__Consigna 1__
Indica, por favor, si cada afirmación coincide con la reseña, respondiendo sí o no y citando literalmente las palabras de la reseña que lo deciden. (a) Quien escribe la reseña sostiene que contar historias oralmente es más fácil. (b) En su juventud, quien escribe la reseña veía las grandes parrillas de diálogo como señal de un buen libro. (c) La reseña califica Vestido de novia como un disparate completamente creíble.

__Texto citado__
La impresión de una literatura de apariencia fácil remueve en mí una cuestión antigua. A quien, alguna vez, haya intentado narrar una historia, habrá descubierto, con asombro y también cansancio, lo difícil que es ceñirse a los hechos: perseguir que nuestra participación en ellos parezca como si nosotros mismos no hubiéramos intervenido, buscando, de esta forma, una distancia que sirva como potencia de verosimilitud. La aspiración de neutralidad es una meta para muchos inalcanzable, porque la omnisciencia — esa intromisión de patios y porterías, de madejas de pensamientos, de traiciones del recuerdo — es una parte difícilmente separable de uno mismo. Cíñase a los hechos, cíñase al enunciado, nos exigen tutores y jueces, se lo demandamos también nosotros a periodistas e investigadores, pero qué difícil es alcanzar la literalidad de los hechos, la pureza de palabras hasta el punto de que las palabras, exactas, parezcan no venir porque las hemos invocado, sino que, más bien, parezca como si las palabras hubieran estado siempre allí, antes incluso de que los sucesos ocurrieran, y para que, justamente, sucedieran. Oralmente todo es más fácil: nuestros labios crean historias sin cesar, y como interlocutores del habla sabemos que muchas de nuestras palabras son falsas o distorsionadas, y que somos incluso capaces de morir sin revelar la verdad de nuestras mentiras o silencios. Pero en la escritura esa pretensión de exactitud es una cima difícil que, curiosamente, hay que alcanzar para que, desde ella, se apoye toda una gran mentira, que es la ficción. La obra reseñada me hace admirar el prodigio de lo simple, de la precisión sobre lo que ocurre, sin intervenciones valorativas, y responde a la pretensión de verosimilitud de una manera muy favorable: Vestido de novia es un disparate completamente creíble, porque apunta siempre hacia lo concreto, evita, en su engaño, lo superfluo, como un hábil iluminador de teatro que sabe a dónde dirigir, en cada momento, el cono de luz: luz sobre la ficción, que en la novela es verdad, debe ser verdad, y la verdad contra un fondo de mentira, que son nuestras vidas.

En ese remover de ideas que me ha producido esta novela me vienen recuerdos de primeras lecturas. Cuando era joven me parecía que el monólogo interior y la omnisciencia eran signos de alta literatura. Ese narrador sabelotodo que gobernaba el mundo desplegando anchos párrafos. Si abría un libro y veía grandes parrillas de diálogo, mis prejuicios decían: es malo. Si me encontraba, sin embargo, con eternas páginas sin puntos y aparte — Benet — afirmaba: aquí, aquí hay literatura. Hoy en día, aunque muchos autores me han confirmado lo errado de mi pensamiento — se me ocurren rápidos Modiano o Duras o Camus o Miller, autores inmensamente breves, casi a la manera de haikus — , sigo enfangado todavía en mis errores de base. Que una obra me saque de ellos — y de paso los colores — es algo que multiplica el valor de lo reseñado. En Lemaitre hay diálogos, hay aparente sencillez, hay párrafos mínimos –también amplios. Y todo ello no es literatura popular, o si lo es, es de calidad, porque apunta a una verdad. Su verdad.

__Registros proporcionados__

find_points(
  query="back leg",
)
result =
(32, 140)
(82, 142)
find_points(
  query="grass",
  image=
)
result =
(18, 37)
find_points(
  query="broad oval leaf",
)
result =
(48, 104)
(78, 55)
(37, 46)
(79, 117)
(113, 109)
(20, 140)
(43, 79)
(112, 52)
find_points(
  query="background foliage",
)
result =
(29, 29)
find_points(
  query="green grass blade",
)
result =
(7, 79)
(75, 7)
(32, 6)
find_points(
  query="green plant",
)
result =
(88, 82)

...

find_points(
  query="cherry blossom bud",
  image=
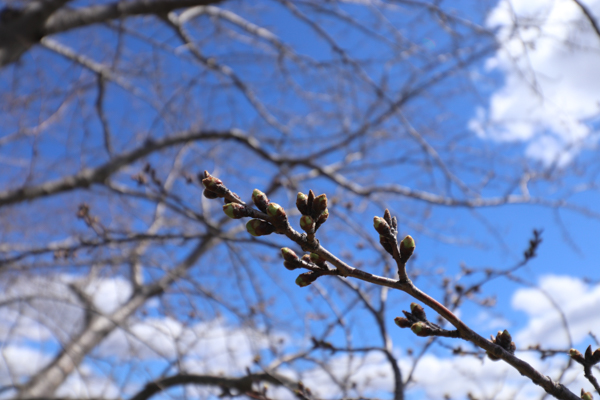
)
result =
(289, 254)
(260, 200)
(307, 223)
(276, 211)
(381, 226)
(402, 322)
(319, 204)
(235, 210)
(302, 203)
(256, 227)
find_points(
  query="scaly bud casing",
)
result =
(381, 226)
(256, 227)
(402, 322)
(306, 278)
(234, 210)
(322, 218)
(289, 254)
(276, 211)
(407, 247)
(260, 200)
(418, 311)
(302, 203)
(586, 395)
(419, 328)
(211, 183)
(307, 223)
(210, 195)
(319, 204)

__Consigna 2__
Recoge cada línea de los registros que contenga la cadena "grass", distinguiendo entre mayúsculas y minúsculas.

__Respuesta final 1__
(a) Sí: "Oralmente todo es más fácil"
(b) No: "Si abría un libro y veía grandes parrillas de diálogo, mis prejuicios decían: es malo."
(c) Sí: "Vestido de novia es un disparate completamente creíble"

__Respuesta final 2__
  query="grass",
  query="green grass blade",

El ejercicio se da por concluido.